- _The records_:
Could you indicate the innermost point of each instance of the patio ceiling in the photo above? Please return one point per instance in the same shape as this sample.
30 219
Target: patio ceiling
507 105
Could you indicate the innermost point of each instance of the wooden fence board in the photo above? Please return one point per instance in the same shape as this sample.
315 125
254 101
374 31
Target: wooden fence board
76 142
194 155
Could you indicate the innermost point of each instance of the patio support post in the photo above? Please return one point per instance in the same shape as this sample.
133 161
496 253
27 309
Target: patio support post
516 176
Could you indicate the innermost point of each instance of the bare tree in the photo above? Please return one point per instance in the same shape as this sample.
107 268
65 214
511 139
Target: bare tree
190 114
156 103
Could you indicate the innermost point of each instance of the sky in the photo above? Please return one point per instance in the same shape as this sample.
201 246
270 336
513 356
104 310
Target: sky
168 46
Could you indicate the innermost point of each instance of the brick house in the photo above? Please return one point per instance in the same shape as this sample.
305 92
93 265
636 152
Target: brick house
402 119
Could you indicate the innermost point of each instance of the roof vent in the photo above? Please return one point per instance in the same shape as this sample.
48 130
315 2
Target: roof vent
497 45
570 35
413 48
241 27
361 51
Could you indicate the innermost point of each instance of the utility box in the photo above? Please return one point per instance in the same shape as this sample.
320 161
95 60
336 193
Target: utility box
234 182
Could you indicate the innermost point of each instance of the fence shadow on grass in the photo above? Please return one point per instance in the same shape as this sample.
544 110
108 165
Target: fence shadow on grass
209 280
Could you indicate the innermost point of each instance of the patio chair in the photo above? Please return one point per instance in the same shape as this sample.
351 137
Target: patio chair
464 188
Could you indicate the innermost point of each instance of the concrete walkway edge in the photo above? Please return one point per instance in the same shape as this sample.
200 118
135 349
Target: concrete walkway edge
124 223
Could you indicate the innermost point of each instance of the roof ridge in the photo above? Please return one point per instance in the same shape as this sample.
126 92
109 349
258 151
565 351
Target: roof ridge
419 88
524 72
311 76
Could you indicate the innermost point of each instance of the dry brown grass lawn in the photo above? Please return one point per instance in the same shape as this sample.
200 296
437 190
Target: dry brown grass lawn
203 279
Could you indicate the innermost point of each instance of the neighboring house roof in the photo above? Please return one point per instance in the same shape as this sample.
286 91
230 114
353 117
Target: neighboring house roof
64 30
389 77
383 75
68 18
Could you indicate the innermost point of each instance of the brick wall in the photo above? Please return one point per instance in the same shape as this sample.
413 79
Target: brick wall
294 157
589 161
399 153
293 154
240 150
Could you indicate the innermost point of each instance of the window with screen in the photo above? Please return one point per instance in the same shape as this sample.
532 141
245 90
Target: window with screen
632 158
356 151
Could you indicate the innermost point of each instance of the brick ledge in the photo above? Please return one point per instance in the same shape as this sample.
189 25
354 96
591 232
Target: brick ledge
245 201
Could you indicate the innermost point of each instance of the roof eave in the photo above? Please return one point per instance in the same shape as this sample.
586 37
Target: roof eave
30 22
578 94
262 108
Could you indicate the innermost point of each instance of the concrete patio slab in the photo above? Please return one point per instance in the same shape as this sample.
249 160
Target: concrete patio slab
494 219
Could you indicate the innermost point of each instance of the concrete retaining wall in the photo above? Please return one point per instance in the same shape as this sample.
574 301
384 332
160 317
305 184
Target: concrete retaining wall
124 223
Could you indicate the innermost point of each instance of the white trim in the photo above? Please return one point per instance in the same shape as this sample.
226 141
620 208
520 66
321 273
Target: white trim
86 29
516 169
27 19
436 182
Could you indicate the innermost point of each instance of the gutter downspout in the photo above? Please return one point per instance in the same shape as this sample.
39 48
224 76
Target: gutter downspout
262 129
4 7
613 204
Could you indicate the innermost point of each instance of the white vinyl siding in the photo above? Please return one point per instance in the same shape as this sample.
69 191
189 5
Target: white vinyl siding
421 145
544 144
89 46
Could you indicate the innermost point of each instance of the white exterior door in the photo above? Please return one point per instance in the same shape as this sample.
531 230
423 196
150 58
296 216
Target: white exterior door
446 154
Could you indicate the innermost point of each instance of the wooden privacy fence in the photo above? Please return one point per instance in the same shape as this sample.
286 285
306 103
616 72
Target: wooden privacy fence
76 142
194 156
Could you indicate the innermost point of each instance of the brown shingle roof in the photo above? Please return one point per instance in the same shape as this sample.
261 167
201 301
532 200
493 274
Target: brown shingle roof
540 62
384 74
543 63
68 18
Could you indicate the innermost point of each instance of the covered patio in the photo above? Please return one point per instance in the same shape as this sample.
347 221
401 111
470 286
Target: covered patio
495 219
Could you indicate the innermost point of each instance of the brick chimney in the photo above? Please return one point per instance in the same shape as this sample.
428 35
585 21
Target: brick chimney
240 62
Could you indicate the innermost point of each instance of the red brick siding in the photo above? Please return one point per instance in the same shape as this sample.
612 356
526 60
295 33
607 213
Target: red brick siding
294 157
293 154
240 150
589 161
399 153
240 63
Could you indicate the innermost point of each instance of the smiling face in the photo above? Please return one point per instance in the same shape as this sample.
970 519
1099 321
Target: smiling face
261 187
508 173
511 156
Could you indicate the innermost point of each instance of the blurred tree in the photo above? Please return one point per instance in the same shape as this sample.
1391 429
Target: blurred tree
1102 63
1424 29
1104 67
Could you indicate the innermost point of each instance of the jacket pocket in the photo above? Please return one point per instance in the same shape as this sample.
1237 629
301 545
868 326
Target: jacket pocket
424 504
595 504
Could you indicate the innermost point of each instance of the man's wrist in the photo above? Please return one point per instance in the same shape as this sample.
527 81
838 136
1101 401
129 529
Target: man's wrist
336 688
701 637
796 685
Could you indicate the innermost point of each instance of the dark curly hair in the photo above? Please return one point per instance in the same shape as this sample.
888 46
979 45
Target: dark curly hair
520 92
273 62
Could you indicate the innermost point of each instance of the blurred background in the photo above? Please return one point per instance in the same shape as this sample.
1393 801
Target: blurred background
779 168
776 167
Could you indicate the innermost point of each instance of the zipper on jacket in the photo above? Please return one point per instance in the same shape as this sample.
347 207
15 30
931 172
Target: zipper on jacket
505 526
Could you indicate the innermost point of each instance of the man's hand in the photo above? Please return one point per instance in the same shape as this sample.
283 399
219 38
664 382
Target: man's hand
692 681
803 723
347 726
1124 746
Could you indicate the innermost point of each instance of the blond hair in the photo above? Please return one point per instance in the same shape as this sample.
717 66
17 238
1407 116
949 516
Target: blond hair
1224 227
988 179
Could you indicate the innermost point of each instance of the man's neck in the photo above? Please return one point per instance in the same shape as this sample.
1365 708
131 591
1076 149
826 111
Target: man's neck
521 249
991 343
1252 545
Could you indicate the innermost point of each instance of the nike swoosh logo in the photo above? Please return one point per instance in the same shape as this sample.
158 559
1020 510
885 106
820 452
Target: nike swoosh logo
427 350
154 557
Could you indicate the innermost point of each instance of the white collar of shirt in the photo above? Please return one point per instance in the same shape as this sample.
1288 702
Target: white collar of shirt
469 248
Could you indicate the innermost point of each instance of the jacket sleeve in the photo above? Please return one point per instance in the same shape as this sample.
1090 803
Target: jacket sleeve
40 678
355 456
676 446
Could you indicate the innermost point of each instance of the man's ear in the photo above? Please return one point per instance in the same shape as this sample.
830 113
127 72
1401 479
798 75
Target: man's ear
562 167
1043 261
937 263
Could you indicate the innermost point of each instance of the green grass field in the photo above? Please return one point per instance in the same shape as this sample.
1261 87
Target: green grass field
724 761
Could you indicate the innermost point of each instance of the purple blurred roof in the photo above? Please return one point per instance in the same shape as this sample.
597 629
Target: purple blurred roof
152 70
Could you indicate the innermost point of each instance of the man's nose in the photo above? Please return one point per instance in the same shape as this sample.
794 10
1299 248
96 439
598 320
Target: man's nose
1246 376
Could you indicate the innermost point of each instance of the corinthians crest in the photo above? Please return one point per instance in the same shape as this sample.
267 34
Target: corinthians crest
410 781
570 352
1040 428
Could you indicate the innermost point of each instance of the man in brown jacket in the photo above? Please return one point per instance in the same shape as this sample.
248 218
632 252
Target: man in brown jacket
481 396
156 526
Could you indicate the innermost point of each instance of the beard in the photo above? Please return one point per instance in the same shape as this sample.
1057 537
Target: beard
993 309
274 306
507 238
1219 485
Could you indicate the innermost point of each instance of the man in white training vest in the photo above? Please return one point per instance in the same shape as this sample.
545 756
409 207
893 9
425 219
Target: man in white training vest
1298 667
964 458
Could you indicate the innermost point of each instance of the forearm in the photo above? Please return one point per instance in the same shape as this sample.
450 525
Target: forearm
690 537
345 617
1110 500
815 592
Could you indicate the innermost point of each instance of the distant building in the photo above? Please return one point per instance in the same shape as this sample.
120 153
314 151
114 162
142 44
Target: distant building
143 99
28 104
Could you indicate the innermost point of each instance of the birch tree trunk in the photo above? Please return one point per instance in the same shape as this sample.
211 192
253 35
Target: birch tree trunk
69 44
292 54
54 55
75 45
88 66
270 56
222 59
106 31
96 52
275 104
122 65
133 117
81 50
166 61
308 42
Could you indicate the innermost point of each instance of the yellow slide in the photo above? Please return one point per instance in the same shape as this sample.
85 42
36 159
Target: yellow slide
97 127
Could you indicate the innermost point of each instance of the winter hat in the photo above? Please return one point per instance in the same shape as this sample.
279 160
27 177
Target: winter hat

- _Try it_:
Count the lines in the entries that hold the word "winter", and give nothing but the total.

- _Solution to the problem_:
2